**Problem requirements**
Pull out every line in the items below that contains the word "heron", and list those lines in their original order.

(Coordinate annotation entries)
==================================================

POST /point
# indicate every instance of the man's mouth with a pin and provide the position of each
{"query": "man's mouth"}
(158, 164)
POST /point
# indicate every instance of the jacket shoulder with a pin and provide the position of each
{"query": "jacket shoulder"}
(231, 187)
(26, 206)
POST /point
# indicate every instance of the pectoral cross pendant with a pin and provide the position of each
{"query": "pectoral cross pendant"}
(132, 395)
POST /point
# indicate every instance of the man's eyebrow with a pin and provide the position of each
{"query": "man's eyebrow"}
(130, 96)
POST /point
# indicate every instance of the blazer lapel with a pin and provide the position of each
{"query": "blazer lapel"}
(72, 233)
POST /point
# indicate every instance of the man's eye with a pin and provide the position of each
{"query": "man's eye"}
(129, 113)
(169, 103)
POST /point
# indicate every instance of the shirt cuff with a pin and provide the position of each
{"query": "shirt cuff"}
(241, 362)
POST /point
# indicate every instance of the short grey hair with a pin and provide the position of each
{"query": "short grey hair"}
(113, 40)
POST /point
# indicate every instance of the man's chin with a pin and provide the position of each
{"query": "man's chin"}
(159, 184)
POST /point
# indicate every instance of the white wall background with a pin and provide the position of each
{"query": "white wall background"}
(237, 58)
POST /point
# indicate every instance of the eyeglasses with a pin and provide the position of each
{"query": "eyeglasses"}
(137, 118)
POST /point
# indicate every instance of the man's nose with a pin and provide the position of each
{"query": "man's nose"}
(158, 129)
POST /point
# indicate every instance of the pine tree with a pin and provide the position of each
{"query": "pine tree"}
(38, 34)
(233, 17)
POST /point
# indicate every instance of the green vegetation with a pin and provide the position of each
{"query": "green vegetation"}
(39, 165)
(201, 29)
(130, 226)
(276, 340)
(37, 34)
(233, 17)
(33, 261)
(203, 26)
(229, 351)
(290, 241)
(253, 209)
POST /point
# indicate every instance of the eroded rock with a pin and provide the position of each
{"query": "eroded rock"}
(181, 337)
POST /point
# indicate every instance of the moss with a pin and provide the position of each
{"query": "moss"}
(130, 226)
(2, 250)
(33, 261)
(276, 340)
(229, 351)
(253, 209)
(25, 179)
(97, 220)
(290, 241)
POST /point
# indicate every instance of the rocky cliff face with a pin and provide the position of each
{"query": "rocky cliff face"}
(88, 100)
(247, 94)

==================================================

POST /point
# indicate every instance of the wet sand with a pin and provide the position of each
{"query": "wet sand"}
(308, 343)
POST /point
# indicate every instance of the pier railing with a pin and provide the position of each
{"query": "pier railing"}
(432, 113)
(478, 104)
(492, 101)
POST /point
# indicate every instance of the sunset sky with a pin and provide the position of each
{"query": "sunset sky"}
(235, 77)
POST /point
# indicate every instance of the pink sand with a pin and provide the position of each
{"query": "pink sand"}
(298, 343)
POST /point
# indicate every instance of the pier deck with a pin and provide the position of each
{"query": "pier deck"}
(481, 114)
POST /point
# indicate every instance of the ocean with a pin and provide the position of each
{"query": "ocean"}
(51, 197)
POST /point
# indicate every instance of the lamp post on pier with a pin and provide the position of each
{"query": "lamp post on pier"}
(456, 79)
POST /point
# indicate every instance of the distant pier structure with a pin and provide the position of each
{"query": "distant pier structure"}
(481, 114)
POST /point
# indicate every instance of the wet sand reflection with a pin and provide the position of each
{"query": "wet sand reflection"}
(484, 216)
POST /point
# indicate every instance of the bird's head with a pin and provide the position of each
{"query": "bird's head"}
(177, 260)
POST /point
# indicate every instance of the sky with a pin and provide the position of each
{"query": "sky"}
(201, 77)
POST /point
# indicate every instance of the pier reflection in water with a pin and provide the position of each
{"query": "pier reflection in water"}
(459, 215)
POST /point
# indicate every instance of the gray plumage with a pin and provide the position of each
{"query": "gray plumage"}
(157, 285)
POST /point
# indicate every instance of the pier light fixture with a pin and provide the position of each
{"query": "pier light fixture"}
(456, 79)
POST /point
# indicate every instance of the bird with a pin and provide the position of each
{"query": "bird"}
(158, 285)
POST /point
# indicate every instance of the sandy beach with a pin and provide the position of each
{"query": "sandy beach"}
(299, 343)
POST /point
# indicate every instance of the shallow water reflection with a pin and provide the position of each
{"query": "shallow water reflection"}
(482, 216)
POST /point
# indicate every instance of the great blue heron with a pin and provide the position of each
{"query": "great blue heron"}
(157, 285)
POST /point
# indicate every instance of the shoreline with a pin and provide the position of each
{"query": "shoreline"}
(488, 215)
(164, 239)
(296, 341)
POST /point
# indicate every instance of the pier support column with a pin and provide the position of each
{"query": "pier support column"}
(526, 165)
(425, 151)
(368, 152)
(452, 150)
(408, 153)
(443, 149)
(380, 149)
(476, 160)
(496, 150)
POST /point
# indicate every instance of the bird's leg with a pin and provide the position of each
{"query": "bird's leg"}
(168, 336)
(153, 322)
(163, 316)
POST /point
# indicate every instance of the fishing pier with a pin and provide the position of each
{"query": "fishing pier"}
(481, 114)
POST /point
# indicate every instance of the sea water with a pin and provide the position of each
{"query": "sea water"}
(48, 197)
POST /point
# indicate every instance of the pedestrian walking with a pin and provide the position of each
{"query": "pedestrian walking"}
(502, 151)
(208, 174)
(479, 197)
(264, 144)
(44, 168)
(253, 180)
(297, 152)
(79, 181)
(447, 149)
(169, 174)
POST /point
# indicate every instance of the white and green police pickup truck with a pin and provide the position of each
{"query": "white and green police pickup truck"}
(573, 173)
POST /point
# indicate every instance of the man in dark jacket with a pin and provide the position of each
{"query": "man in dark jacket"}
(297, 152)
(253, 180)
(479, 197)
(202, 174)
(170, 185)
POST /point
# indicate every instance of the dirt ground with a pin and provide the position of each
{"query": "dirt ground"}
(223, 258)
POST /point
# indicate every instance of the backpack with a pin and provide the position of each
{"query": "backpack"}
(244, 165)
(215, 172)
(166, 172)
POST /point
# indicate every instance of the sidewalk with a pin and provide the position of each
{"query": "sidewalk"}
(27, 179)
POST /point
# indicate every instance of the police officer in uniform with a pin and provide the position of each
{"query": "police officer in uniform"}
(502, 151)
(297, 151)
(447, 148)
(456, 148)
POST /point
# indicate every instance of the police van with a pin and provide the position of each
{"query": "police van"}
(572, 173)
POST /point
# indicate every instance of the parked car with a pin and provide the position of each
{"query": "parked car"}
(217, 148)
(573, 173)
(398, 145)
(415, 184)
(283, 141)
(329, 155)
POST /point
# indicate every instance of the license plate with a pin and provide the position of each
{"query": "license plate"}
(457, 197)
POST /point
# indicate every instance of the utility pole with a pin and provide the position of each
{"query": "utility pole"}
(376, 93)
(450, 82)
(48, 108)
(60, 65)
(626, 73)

==================================================

**The completed task**
# indicate every instance of the great blue heron with a pin and provide the position of each
{"query": "great blue heron"}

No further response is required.